Consegna: Riscriva il tratto dell'elenco che va dalla riga contenente "[mark] tree branch" fino alla fine dell'elenco, sostituendo "moustache" con "mustache" e lasciando invariato tutto il resto.

□ □ □ □ □ □ □

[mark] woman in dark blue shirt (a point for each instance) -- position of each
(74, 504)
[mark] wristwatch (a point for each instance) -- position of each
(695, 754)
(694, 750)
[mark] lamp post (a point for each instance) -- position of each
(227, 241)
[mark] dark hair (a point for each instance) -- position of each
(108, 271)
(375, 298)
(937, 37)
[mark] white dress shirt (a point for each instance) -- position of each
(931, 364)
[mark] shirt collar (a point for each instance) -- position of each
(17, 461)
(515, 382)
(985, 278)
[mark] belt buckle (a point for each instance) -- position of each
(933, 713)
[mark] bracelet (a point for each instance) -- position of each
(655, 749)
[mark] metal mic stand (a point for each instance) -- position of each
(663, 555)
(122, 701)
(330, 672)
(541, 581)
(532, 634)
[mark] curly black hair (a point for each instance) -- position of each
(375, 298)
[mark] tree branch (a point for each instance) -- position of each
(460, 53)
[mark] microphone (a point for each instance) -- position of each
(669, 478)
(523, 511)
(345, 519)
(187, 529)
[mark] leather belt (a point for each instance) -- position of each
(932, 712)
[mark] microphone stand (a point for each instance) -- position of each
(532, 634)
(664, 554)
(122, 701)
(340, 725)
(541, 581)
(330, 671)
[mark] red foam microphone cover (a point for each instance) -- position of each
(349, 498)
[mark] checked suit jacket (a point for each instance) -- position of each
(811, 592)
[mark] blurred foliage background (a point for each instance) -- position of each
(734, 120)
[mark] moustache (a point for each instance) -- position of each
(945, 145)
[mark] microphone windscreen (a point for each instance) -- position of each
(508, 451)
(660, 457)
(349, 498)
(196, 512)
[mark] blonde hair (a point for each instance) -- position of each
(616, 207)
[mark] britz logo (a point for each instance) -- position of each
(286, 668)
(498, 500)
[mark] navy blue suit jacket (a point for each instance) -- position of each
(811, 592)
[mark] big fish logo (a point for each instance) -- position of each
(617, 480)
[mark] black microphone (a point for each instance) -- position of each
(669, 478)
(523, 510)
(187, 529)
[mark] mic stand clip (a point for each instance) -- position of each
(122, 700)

□ □ □ □ □ □ □

Risposta:
[mark] tree branch (a point for each instance) -- position of each
(460, 53)
[mark] microphone (a point for each instance) -- position of each
(669, 478)
(523, 511)
(345, 519)
(187, 529)
[mark] leather belt (a point for each instance) -- position of each
(932, 712)
[mark] microphone stand (a point for each instance) -- position of each
(532, 634)
(664, 554)
(122, 701)
(340, 725)
(541, 581)
(330, 671)
[mark] red foam microphone cover (a point for each instance) -- position of each
(349, 498)
[mark] checked suit jacket (a point for each instance) -- position of each
(811, 592)
[mark] blurred foliage background (a point for each instance) -- position of each
(734, 120)
[mark] mustache (a point for each instance) -- position of each
(945, 145)
[mark] microphone windscreen (a point for each instance) -- position of each
(508, 451)
(660, 457)
(349, 498)
(196, 512)
[mark] blonde hair (a point for each instance) -- position of each
(616, 207)
[mark] britz logo (a point for each instance) -- position of each
(286, 668)
(498, 500)
[mark] navy blue suit jacket (a point for each instance) -- position of each
(811, 592)
[mark] big fish logo (a point for each instance) -- position of each
(617, 480)
[mark] black microphone (a point for each instance) -- position of each
(669, 478)
(523, 510)
(187, 529)
[mark] mic stand clip (a point for each instance) -- position of each
(122, 700)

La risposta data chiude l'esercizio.